About this exercise: Of the entries below, return exactly those lines that fall between the one containing "Target: black shoe" and the one containing "Target: white altar cloth", the two end lines included.

[Records supplied Boundary: Start]

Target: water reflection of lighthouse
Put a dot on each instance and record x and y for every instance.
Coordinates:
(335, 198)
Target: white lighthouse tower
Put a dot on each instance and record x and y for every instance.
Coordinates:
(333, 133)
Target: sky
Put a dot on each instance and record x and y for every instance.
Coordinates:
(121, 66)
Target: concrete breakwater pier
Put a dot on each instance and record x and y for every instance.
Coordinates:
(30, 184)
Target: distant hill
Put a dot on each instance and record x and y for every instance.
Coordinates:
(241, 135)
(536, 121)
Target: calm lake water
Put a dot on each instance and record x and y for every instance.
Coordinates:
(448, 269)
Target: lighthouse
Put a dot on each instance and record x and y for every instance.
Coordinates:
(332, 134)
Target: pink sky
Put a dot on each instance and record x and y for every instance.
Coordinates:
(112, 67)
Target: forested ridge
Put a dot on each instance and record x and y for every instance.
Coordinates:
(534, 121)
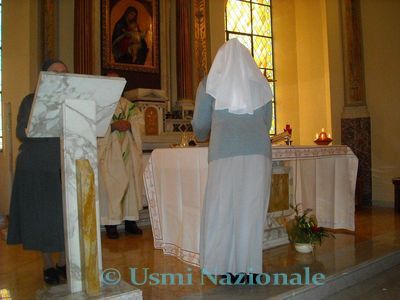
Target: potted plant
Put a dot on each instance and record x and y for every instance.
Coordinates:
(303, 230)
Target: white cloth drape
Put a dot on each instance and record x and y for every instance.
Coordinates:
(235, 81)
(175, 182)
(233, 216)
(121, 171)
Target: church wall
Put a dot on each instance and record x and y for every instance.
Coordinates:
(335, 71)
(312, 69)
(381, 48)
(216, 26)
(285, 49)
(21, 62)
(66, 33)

[Records supplied Boundary: End]
[Records supplied Boundary: Start]

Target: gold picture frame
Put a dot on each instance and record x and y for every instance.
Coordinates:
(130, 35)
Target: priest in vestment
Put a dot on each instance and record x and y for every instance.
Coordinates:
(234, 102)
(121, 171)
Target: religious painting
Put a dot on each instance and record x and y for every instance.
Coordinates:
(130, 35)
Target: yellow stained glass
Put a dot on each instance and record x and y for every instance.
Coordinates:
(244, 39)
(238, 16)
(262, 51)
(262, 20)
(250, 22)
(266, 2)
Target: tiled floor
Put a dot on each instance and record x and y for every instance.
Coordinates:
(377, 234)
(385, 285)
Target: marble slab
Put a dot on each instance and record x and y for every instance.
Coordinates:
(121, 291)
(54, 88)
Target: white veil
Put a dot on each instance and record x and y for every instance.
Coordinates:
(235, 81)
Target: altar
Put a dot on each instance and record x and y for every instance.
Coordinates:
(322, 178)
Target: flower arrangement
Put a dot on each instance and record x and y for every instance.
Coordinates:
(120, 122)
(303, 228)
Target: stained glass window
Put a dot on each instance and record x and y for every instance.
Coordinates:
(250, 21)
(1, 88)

[Records supplied Boundary: End]
[Records supplied Boundary: Start]

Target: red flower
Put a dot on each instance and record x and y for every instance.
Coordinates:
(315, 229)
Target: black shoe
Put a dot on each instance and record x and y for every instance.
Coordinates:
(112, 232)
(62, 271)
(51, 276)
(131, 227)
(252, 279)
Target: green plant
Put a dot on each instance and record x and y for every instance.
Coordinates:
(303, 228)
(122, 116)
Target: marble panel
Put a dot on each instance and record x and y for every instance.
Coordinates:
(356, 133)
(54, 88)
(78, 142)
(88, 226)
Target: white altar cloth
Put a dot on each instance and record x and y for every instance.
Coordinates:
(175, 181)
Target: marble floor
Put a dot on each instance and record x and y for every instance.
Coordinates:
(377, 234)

[Records supplied Boundary: End]

Answer to the problem:
Target: black shoe
Put a dot on each instance and record x and y for every instance.
Coordinates:
(112, 232)
(62, 271)
(51, 276)
(131, 227)
(252, 279)
Target: green plant
Put a dot on each instance and record x and y for every instance.
Coordinates:
(303, 228)
(122, 116)
Target: marble panel
Put a dot on each instance and record x and y for every instance.
Coordinates:
(356, 133)
(54, 88)
(78, 142)
(88, 226)
Target: white altar cloth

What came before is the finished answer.